● Requirement
Count the lines in the data below that contain the string "white", and reply with only that number.

(Stored records)
___

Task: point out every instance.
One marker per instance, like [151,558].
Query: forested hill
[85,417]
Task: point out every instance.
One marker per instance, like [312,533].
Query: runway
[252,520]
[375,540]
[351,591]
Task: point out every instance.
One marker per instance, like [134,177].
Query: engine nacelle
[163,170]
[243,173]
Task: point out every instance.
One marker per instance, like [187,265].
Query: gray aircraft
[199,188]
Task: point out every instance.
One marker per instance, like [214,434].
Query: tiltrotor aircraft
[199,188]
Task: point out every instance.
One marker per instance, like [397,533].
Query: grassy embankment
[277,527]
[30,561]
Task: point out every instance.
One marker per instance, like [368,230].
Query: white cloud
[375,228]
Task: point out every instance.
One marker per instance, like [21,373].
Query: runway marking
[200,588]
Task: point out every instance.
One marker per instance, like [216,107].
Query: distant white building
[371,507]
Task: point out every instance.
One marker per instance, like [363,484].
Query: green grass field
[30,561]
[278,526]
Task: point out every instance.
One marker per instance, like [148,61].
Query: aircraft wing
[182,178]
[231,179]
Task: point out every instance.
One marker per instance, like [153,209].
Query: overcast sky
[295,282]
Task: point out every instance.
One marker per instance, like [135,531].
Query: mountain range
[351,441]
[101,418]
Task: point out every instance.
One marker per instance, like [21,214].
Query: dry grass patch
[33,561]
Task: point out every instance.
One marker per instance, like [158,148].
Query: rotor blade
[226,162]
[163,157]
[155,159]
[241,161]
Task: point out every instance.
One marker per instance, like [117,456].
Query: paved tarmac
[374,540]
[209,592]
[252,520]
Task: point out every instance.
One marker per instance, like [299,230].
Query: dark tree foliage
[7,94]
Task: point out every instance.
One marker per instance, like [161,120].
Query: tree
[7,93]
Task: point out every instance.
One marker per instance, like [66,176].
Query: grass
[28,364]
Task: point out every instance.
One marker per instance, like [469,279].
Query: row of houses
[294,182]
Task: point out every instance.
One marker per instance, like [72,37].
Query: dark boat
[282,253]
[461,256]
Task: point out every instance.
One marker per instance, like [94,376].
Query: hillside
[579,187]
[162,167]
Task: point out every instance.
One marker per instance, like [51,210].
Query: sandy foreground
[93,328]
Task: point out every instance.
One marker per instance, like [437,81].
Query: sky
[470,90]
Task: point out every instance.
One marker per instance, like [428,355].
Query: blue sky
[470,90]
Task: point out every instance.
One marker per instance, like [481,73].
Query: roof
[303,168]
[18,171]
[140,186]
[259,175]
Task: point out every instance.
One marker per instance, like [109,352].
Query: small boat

___

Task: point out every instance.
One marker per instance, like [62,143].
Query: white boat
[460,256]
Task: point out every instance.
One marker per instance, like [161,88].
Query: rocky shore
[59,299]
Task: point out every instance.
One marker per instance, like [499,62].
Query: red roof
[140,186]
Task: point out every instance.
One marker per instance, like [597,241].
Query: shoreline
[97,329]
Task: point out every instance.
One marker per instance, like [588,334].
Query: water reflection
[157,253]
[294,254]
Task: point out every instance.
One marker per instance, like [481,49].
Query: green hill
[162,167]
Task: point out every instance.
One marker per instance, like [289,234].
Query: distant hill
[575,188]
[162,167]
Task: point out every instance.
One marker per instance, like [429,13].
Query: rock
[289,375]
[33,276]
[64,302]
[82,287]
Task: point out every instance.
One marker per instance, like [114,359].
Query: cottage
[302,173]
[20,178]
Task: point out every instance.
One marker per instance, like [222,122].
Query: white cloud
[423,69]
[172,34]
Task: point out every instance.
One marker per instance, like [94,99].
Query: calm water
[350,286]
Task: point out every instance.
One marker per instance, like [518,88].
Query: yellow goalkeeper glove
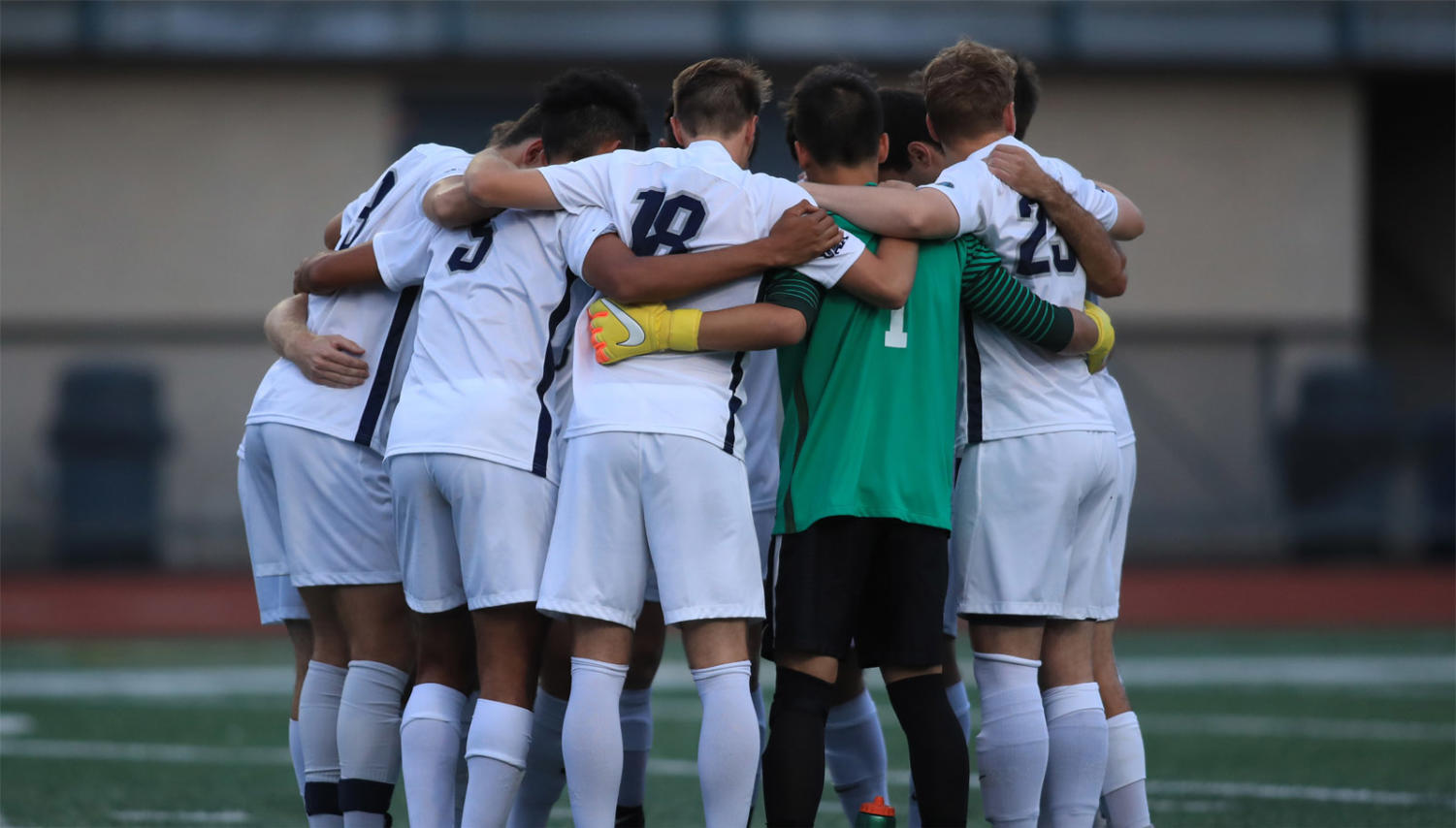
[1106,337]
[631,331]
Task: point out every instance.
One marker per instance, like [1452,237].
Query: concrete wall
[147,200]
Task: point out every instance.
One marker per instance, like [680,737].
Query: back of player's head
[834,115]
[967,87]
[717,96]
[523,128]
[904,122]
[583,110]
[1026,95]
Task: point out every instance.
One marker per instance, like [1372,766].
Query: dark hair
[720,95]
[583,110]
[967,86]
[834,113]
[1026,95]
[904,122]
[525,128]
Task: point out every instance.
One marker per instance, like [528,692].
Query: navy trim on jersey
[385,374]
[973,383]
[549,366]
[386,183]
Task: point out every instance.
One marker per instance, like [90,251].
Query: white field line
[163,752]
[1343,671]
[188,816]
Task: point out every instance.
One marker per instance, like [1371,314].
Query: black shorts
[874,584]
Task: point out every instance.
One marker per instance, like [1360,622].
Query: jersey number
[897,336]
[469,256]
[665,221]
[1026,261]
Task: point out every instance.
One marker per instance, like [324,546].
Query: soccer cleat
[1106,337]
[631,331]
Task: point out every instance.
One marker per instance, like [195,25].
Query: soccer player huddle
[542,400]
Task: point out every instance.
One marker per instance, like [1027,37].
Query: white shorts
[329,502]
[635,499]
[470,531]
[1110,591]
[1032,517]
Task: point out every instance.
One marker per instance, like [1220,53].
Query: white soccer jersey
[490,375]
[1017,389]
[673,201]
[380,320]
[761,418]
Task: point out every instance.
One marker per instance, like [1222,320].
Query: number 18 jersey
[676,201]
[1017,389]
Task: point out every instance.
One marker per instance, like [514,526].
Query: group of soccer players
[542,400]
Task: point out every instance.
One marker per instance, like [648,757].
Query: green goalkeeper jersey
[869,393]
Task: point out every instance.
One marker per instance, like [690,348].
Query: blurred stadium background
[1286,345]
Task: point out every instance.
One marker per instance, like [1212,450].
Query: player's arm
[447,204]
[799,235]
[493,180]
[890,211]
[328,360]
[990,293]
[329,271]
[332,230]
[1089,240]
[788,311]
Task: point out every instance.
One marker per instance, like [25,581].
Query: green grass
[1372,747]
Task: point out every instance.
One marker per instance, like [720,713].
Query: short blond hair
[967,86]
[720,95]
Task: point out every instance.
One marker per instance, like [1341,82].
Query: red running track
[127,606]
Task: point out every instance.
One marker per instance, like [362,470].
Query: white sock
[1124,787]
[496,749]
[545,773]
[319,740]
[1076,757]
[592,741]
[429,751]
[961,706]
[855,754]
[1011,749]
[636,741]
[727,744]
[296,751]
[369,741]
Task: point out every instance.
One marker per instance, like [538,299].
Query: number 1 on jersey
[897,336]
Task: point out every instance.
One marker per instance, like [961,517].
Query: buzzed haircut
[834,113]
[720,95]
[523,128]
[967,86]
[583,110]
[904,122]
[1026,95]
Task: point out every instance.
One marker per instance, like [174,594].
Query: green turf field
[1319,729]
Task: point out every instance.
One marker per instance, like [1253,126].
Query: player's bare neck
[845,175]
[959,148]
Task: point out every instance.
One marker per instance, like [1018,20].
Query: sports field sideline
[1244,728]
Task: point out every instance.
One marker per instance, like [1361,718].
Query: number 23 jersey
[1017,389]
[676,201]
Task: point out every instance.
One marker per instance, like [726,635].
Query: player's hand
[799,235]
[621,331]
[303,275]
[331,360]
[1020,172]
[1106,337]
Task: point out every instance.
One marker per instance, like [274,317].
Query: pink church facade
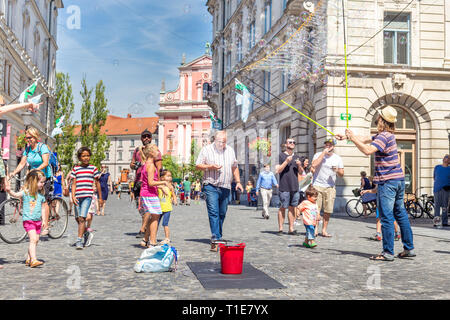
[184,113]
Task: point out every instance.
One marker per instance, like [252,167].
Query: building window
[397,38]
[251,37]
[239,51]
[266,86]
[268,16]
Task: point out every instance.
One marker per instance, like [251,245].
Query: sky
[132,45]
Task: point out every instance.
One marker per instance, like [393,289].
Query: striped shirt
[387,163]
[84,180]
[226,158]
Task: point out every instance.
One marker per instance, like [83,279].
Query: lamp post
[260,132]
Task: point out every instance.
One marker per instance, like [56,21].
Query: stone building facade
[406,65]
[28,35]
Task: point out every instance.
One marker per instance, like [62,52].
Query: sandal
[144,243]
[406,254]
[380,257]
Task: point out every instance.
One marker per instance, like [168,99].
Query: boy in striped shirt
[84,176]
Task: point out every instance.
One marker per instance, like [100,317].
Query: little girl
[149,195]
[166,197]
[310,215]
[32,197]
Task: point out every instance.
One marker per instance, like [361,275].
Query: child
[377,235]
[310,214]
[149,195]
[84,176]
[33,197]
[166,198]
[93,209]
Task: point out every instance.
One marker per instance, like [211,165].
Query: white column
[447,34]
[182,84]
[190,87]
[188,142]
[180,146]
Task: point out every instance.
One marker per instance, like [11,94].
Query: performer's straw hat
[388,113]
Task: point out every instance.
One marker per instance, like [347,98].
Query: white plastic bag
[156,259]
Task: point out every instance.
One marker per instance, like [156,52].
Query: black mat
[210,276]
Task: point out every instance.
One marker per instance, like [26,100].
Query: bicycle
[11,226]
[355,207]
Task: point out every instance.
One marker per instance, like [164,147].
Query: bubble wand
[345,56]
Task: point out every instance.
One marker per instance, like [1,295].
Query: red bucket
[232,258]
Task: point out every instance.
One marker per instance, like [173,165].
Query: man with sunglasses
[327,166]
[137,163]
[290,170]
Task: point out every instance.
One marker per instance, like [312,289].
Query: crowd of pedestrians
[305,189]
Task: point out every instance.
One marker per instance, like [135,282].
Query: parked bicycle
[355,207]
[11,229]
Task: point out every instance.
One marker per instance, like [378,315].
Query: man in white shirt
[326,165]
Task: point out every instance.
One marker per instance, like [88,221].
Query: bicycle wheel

___

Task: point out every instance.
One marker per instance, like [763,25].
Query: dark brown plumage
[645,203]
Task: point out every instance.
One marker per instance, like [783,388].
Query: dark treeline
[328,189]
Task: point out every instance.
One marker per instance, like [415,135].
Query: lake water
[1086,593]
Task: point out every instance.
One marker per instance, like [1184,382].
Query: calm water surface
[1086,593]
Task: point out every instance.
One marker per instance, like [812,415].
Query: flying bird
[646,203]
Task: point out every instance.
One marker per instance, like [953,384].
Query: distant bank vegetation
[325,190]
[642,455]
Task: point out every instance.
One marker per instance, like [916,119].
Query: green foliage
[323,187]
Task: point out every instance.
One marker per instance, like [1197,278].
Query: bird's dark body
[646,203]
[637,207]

___

● Answer to the problem
11